### Exercise:
Count every line in the entries that follow where the word "tree" appears, then state only the total.

═════ Data to examine

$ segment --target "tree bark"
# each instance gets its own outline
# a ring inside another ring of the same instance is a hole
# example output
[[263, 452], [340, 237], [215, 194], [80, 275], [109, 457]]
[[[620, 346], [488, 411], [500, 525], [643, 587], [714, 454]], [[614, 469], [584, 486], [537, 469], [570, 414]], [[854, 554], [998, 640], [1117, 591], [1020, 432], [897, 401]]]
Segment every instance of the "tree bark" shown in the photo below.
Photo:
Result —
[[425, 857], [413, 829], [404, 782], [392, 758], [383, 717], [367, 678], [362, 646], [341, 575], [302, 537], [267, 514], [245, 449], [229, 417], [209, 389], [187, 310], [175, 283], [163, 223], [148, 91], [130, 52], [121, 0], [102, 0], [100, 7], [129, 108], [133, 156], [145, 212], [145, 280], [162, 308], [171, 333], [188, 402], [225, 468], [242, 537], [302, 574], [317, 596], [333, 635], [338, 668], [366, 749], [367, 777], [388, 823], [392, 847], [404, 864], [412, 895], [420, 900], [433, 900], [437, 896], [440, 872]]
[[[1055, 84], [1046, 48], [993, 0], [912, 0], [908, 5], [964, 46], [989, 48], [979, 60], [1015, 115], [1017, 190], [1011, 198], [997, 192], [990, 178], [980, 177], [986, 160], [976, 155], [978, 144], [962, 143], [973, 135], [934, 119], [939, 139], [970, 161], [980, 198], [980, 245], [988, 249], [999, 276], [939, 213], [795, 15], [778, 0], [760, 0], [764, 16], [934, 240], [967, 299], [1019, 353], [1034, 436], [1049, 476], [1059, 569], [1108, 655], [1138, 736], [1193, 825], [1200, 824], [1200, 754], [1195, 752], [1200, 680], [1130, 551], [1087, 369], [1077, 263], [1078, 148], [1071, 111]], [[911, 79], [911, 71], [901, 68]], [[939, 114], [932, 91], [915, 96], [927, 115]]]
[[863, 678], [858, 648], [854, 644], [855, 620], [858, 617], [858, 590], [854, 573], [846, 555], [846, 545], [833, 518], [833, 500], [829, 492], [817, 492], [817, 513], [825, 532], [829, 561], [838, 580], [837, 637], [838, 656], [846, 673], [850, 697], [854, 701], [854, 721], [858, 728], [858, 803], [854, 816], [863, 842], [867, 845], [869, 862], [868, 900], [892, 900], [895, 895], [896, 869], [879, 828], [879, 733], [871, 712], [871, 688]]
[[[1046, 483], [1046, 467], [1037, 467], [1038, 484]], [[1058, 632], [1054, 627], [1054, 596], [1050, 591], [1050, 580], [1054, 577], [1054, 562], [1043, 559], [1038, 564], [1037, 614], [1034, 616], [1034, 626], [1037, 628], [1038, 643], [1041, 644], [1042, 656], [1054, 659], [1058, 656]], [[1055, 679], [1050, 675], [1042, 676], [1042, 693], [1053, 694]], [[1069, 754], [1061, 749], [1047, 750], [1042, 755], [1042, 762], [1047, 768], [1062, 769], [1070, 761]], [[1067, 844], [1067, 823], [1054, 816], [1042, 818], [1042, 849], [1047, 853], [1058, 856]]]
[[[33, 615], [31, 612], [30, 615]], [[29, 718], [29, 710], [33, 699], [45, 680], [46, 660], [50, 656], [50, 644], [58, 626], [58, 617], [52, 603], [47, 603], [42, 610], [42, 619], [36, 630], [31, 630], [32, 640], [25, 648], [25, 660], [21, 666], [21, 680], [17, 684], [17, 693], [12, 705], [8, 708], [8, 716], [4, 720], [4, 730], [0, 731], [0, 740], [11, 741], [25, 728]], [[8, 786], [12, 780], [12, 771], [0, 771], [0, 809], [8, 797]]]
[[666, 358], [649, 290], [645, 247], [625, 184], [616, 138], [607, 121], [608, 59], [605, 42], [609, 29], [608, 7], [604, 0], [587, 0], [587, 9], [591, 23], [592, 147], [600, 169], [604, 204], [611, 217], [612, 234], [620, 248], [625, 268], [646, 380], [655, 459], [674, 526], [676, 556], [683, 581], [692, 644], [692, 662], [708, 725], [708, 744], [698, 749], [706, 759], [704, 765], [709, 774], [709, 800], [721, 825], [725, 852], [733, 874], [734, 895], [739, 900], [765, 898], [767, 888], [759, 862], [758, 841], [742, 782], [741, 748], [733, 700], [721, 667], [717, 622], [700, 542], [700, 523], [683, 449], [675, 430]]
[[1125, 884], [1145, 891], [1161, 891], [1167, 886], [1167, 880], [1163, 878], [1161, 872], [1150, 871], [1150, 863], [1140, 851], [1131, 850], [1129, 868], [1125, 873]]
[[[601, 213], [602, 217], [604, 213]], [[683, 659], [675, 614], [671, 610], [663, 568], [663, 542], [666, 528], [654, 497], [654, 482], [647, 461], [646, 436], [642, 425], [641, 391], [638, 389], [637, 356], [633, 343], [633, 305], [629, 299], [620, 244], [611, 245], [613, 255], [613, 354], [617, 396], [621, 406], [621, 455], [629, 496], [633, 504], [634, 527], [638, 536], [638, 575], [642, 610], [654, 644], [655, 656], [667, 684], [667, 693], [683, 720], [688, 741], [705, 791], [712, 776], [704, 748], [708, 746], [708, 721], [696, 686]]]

══════════

### Solution to this problem:
2